**Exercise details**
Below are some records; quote exactly the lines from the one that contains "Target: tree" through the one that contains "Target: stirrup", inclusive, and no others.

**Given information**
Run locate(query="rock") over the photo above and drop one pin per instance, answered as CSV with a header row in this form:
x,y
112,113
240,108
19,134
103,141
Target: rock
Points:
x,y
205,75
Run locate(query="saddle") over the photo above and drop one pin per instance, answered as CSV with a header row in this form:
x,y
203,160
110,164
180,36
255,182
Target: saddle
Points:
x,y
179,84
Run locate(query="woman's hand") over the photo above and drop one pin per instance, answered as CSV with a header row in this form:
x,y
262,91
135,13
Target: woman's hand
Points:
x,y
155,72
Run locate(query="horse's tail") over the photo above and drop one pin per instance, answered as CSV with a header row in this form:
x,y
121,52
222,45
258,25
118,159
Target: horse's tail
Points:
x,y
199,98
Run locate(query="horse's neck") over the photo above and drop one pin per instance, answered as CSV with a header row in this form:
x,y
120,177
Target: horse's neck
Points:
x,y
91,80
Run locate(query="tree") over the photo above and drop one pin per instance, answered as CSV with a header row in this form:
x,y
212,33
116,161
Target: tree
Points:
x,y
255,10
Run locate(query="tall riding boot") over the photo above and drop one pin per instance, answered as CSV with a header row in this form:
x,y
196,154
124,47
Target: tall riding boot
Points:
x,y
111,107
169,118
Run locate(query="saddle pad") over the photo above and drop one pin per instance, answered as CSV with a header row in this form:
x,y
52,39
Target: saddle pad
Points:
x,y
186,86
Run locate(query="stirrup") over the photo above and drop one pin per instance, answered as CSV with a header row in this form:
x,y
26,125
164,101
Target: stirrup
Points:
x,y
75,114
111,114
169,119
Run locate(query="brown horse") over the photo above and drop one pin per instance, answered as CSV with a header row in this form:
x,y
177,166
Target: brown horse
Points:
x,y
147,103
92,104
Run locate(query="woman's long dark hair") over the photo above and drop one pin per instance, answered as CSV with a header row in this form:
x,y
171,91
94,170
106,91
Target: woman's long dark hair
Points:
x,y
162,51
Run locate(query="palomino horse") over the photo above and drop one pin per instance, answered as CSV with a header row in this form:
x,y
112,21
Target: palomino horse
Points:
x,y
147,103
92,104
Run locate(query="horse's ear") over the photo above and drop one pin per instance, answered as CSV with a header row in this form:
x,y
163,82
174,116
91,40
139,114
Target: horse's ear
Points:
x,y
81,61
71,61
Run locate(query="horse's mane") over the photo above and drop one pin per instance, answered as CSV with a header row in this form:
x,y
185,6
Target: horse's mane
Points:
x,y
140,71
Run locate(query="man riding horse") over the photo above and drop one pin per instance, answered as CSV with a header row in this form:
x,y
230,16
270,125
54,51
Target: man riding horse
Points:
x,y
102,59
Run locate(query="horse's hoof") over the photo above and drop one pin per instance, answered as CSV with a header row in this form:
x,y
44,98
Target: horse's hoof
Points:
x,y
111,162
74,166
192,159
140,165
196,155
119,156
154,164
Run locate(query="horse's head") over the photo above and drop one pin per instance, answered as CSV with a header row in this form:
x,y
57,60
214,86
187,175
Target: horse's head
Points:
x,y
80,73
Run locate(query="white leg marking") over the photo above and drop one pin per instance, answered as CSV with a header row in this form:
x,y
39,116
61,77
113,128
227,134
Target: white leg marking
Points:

**Exercise answer**
Target: tree
Points:
x,y
255,10
Run locate(query="tall riding boot") over the photo above and drop one pin per instance, answered as CSV with a header row in this form:
x,y
196,154
124,47
Target: tall riding boot
Points:
x,y
111,107
169,118
Run locate(query="saddle pad") over the photo above and drop one pin per instance, answered as CSV with a header row in this form:
x,y
52,39
Target: saddle pad
Points:
x,y
186,86
Run locate(query="stirrup") over the photo above and drop one pin per instance, answered as CSV with a header row in this form:
x,y
26,125
164,101
Target: stirrup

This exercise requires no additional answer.